### Objetivo 1
Liste, na ordem em que aparecem, todas as expressões que o trecho sobre as manifestações bolsonaristas coloca entre aspas.
### Objetivo 2
Por favor, prossiga com o trecho sobre as manifestações bolsonaristas a partir do ponto em que ele termina.

___ Trecho ___

A manifestação do início de agosto foi pequena, apesar de toda a mobilização de influenciadores bolsonaristas. Após protestos maiores da oposição, liderados pela esquerda, apoiadores do governo precisariam dar uma resposta à altura, com muita gente na rua, para tentar “estancar a sangria” e mostrar apoio popular, tendo em vista os sucessivos fracassos da gestão no campo da economia, em especial com o avanço da inflação. Nem mesmo o anúncio de um “novo” Bolsa Família, chamado de “Auxílio Brasil” e com 50% de reajuste, em 04 de agosto de 2021, deu trégua para o governo em termos de apoio popular. As pesquisas dos últimos meses mostram um derretimento de Bolsonaro. E a expectativa de que a economia dê ao menos um voo de galinha se mostra cada vez mais distante. Aí se deu a senha para um “tudo ou nada” eni Sete de Setembro.

E o bolsonarismo aprendeu direitinho como funciona o “tudo”. Aprendeu que mobilizações assim custam dinheiro e que o amor incondicional ao “Mito”, por parte de seus apoiadores, não enche protesto algum, seja em Brasília, seja em São Paulo. A tal da “mortadela” — crítica recorrente de bolsonaristas às manifestações da esquerda em que sindicatos se organizam para dar estrutura para participação de manifestantes — passou a ser utilizada abertamente também por apoiadores do governo. Dessa vez, contudo, os sindicatos que estão bancando os ônibus e uma “ajuda de custo” que supostamente encherão Brasília e São Paulo são predominantemente do mundo agro e patronais. (https://theintercept.com/2021/08/21/ruralistas-financiam-manifestacoes-golpistas-7-setembro/ – 14.230 interações no Facebook).

___ Dados fornecidos ___

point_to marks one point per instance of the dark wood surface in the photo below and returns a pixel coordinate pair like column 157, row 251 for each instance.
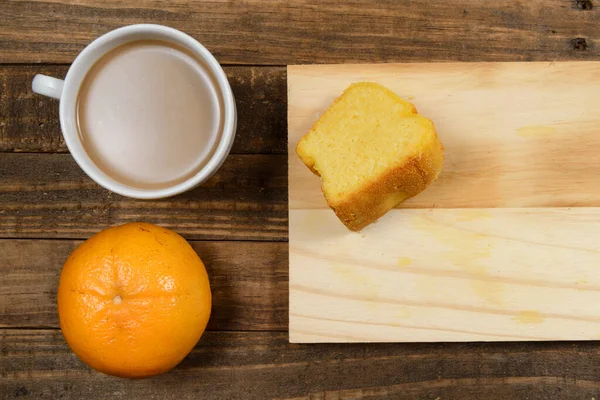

___

### Resposta do exercício 1
“estancar a sangria”
“novo”
“Auxílio Brasil”
“tudo ou nada”
“tudo”
“Mito”
“mortadela”
“ajuda de custo”

### Resposta do exercício 2
A movimentação para um grande ato no Dia da Independência começou a aparecer nas redes sociais no fim de julho. Bolsonaristas fizeram circular nas redes um vídeo em que Sérgio Reis dizia que não faria manifestações no Sete de Setembro para não atrapalhar o desfile, mas que ele, junto com caminhoneiros e empresários, estariam organizando movimentos para os dias 4, 5 e 6 de setembro, a fim de esquentar os motores para a data final. 

Jo Brasil da Silva ???? (@Jotinjas) tweetou: Eita lelê! Sérgio Reis movimentando caminhoneiros para o Congresso em Brasília. Apoiando @jairbolsonaro 

(https://twitter.com/Jotinjas/status/1420229790691381253?s=20)

Na primeira quinzena de agosto, o nome do cantor, sempre associado a caminhoneiros, seguiu em alta no agrupamento bolsonarista. Ele também foi se empolgando, até que passou do limite, declarando que iria “invadir, quebrar tudo e tirar os caras na marra”. As instituições reagiram, o STF abriu inquérito contra ele e inflamou os mais fanáticos nas redes. Daí pra frente, Sérgio Reis foi largado na banguela, e o plano inicialmente proposto foi por água abaixo, inclusive com o cancelamento do desfile militar.

De toda maneira, mesmo sem os tanques nas ruas, apoiadores do presidente mantiveram a intenção de ocupar a Avenida Paulista e a Esplanada dos Ministérios. Com o mote de “defesa da liberdade”, influenciadores deram o tom. Tentaram criar um léxico mais amigável, buscando aumentar a adesão aos atos — afinal, quem é contra a liberdade? Não é a primeira vez que Bolsonaro e seus seguidores fazem uso desse tipo de estratégia — “voto auditável” e tratamento precoce são exemplos recentes —, e novamente não deu certo. Continuaram falando sozinhos nas redes.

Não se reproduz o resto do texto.